■ **Data**:
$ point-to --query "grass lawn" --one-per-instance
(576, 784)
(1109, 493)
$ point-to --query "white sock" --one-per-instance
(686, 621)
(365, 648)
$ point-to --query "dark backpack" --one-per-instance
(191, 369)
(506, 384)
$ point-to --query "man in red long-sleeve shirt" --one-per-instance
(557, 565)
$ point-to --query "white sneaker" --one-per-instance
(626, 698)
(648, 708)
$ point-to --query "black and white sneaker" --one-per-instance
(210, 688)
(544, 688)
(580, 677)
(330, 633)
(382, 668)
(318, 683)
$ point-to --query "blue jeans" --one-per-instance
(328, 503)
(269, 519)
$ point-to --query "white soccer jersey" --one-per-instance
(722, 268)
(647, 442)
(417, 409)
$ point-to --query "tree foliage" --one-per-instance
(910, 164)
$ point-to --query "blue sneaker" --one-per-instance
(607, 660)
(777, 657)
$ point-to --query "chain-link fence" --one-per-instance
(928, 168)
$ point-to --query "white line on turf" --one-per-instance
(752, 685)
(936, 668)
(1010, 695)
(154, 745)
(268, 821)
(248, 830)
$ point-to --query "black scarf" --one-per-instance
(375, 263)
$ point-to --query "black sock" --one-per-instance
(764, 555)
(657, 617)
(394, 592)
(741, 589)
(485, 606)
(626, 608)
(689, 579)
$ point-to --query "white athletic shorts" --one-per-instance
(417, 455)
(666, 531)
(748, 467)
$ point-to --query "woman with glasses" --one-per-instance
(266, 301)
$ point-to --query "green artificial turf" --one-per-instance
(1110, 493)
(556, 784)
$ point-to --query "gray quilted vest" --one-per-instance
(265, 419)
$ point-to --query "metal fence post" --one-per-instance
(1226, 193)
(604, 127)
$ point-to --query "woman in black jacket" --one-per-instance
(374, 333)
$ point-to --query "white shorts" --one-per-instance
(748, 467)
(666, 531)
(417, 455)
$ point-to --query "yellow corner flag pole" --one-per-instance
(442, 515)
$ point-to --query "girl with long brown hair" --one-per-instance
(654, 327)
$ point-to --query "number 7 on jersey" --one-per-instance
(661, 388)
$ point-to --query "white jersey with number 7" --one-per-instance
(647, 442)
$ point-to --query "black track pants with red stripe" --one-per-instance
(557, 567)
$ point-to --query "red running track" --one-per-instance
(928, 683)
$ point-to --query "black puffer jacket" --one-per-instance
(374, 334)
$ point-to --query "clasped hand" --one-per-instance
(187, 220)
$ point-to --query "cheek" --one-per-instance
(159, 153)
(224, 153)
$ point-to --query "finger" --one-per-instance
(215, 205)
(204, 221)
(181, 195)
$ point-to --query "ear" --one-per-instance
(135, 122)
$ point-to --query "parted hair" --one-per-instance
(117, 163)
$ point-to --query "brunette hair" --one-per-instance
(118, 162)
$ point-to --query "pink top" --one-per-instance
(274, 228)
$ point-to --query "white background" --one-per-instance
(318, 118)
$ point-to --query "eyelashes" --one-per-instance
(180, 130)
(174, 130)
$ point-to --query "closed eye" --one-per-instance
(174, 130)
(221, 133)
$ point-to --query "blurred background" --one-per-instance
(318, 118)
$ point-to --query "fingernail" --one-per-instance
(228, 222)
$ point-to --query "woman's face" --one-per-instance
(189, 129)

■ **Work request**:
Copy out the data exactly as it stands, leaving nothing out.

■ **Answer**:
$ point-to --query "grass lawn" --one-per-instance
(576, 784)
(1109, 493)
$ point-to --query "white sock" --one-per-instance
(686, 621)
(365, 648)
$ point-to --query "dark backpack" --one-per-instance
(191, 369)
(506, 384)
$ point-to --query "man in red long-sleeve shirt" --one-per-instance
(557, 565)
$ point-to --query "white sneaker" --one-per-instance
(626, 698)
(648, 708)
$ point-to --query "black and white sneaker" --one-per-instance
(210, 688)
(544, 688)
(580, 677)
(330, 633)
(382, 668)
(318, 683)
$ point-to --query "blue jeans" --one-per-instance
(328, 503)
(269, 519)
$ point-to --query "white soccer jersey" --one-per-instance
(722, 268)
(647, 442)
(417, 409)
$ point-to --query "tree foliage" --one-per-instance
(910, 164)
$ point-to --query "blue sneaker" --one-per-instance
(607, 660)
(777, 657)
$ point-to --query "chain-link fence" --one-per-instance
(928, 168)
$ point-to --query "white line on turf" --one-per-instance
(752, 685)
(936, 668)
(1010, 695)
(154, 745)
(268, 821)
(248, 830)
$ point-to --query "black scarf" --one-per-instance
(375, 263)
$ point-to --query "black sock" --one-per-instance
(764, 555)
(657, 617)
(394, 592)
(741, 589)
(485, 606)
(626, 608)
(689, 579)
$ point-to --query "white athletic shorts" --one-per-instance
(417, 455)
(666, 531)
(748, 467)
$ point-to --query "woman with glasses" --one-per-instance
(266, 301)
$ point-to --query "green artificial turf" --one-per-instance
(1110, 493)
(556, 784)
$ point-to --query "gray quilted vest" --one-per-instance
(265, 419)
$ point-to --query "metal fence post" --one-per-instance
(1226, 193)
(604, 127)
$ point-to --query "woman in black jacket" --one-per-instance
(374, 333)
$ point-to --query "white shorts" --one-per-instance
(748, 467)
(666, 531)
(417, 455)
$ point-to --query "yellow corner flag pole" --one-per-instance
(442, 515)
$ point-to --query "girl with long brown hair" --one-per-instance
(654, 327)
$ point-to --query "number 7 on jersey" --one-per-instance
(661, 388)
$ point-to --query "white jersey with number 7" --one-per-instance
(647, 442)
$ point-to --query "black track pants with red stripe" --one-per-instance
(557, 567)
$ point-to --query "red running track" --one-per-instance
(928, 683)
$ point-to --query "black puffer jacket" --one-per-instance
(374, 334)
$ point-to --query "clasped hand" --one-per-instance
(187, 220)
$ point-to --query "cheek" --one-per-instance
(159, 153)
(224, 153)
$ point-to --query "finger" --one-per-instance
(215, 205)
(204, 221)
(181, 195)
$ point-to --query "ear" --one-per-instance
(135, 122)
$ point-to --query "parted hair" --one-per-instance
(117, 163)
$ point-to --query "brunette hair" --one-per-instance
(118, 162)
$ point-to --query "pink top" --one-per-instance
(274, 228)
$ point-to --query "white background" --one-per-instance
(318, 118)
$ point-to --query "eyelashes" --one-per-instance
(180, 130)
(174, 130)
$ point-to --query "closed eye" --one-per-instance
(174, 130)
(221, 133)
$ point-to --query "blurred background" --one-per-instance
(318, 118)
$ point-to --query "fingernail" --one-per-instance
(228, 222)
$ point-to --query "woman's face" --one-per-instance
(189, 129)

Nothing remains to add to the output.